Top of Input material

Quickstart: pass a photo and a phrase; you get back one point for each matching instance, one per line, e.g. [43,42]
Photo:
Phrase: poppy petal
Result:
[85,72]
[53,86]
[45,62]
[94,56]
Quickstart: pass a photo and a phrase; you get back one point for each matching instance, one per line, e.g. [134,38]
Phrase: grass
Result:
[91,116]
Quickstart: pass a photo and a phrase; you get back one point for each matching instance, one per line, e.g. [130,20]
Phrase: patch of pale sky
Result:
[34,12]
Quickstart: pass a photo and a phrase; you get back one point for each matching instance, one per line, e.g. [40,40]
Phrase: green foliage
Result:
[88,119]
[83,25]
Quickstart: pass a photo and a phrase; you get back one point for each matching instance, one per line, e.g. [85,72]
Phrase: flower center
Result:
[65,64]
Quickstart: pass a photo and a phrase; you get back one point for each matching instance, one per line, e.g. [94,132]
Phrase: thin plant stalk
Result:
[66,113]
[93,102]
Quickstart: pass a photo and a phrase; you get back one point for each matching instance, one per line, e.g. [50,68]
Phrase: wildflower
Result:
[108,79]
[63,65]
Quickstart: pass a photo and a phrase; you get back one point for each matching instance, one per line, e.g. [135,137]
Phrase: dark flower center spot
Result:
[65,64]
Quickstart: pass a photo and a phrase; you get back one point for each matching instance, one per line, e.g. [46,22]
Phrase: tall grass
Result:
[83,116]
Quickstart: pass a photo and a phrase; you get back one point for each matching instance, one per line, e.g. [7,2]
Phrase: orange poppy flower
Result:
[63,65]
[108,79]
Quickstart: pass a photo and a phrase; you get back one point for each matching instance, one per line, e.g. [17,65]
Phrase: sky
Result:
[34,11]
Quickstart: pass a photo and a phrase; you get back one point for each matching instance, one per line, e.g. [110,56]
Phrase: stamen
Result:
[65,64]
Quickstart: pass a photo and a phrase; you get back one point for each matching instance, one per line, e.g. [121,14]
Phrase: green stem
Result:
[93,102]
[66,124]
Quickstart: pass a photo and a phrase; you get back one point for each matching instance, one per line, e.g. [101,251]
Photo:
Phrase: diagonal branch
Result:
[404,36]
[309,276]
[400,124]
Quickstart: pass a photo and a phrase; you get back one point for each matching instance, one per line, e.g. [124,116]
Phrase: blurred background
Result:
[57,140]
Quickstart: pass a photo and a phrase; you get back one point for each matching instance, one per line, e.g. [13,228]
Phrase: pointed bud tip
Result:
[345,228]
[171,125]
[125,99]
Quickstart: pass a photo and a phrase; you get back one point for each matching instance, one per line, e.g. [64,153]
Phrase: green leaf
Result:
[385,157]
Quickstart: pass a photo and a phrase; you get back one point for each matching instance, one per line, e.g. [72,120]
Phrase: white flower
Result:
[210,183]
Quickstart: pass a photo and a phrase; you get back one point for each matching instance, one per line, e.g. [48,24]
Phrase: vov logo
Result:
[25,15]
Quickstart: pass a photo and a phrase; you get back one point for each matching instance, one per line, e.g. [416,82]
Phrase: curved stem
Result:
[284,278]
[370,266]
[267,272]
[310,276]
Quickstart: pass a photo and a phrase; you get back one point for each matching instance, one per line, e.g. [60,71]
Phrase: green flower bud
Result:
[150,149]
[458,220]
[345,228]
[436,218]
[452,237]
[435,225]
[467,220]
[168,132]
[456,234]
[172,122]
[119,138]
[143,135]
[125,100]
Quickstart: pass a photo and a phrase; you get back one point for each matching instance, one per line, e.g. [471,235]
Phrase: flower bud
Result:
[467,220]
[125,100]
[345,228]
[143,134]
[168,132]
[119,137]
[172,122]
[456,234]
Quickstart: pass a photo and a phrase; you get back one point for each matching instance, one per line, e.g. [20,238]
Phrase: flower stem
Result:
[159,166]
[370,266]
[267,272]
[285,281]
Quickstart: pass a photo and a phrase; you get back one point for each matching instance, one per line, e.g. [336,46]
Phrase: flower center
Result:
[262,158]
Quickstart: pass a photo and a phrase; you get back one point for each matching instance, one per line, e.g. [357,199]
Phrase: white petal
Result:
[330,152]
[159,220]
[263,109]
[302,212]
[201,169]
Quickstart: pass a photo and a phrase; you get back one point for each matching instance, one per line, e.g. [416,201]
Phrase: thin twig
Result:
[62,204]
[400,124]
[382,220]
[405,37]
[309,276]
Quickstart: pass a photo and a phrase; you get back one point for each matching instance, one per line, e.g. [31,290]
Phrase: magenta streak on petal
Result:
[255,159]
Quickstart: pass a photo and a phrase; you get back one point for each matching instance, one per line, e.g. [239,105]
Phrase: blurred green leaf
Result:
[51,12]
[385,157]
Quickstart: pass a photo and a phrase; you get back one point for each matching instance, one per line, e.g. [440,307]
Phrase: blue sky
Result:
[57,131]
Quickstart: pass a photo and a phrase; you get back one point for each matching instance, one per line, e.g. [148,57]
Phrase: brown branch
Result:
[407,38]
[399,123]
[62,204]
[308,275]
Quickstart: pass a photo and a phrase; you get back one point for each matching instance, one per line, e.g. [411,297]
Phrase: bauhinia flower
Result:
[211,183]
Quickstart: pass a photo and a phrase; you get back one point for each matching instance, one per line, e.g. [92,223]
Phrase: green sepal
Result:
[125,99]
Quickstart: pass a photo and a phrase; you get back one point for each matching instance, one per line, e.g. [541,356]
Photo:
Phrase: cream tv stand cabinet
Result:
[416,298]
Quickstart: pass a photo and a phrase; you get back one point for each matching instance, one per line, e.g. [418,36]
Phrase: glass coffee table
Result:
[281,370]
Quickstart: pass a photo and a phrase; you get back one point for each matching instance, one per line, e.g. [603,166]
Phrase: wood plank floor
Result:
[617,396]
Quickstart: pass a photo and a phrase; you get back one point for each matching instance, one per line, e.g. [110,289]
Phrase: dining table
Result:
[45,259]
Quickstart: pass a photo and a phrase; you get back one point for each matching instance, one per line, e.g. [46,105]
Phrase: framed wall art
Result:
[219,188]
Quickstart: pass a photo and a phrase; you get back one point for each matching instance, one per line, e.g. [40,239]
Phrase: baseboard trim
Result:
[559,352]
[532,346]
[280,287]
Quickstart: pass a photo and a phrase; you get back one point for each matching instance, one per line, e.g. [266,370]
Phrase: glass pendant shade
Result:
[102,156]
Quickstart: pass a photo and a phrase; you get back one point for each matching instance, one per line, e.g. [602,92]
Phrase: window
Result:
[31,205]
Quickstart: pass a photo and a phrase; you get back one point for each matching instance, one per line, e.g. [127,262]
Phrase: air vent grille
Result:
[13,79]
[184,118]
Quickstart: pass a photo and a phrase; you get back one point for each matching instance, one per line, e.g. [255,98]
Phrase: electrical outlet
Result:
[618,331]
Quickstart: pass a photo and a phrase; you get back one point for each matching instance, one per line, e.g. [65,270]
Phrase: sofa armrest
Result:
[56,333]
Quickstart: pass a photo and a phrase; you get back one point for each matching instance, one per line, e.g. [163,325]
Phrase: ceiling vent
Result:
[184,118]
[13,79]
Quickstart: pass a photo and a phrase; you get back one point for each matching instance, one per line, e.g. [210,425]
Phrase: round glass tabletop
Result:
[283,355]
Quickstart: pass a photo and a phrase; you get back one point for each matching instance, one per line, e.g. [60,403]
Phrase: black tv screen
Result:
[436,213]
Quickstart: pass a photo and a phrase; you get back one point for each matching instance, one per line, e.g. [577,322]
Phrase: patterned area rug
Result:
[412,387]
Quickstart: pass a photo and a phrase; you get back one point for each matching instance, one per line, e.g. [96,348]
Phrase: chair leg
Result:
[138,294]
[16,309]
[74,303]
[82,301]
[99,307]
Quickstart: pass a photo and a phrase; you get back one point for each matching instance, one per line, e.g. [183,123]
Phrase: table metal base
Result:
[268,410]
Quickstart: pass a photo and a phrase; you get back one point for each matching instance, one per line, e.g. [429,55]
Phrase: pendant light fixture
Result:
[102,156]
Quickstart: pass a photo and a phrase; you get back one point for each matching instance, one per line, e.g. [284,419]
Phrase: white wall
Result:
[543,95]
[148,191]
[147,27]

Bottom of Input material

Exactly the lines from the one containing "Phrase: pendant light fixture" through the end of the records above are to be printed, and no others.

Phrase: pendant light fixture
Result:
[102,156]
Quickstart: pass a photo and a phrase; you get back one point for each matching instance, one per line, e.g. [284,419]
Phrase: white wall
Result:
[543,95]
[148,191]
[147,27]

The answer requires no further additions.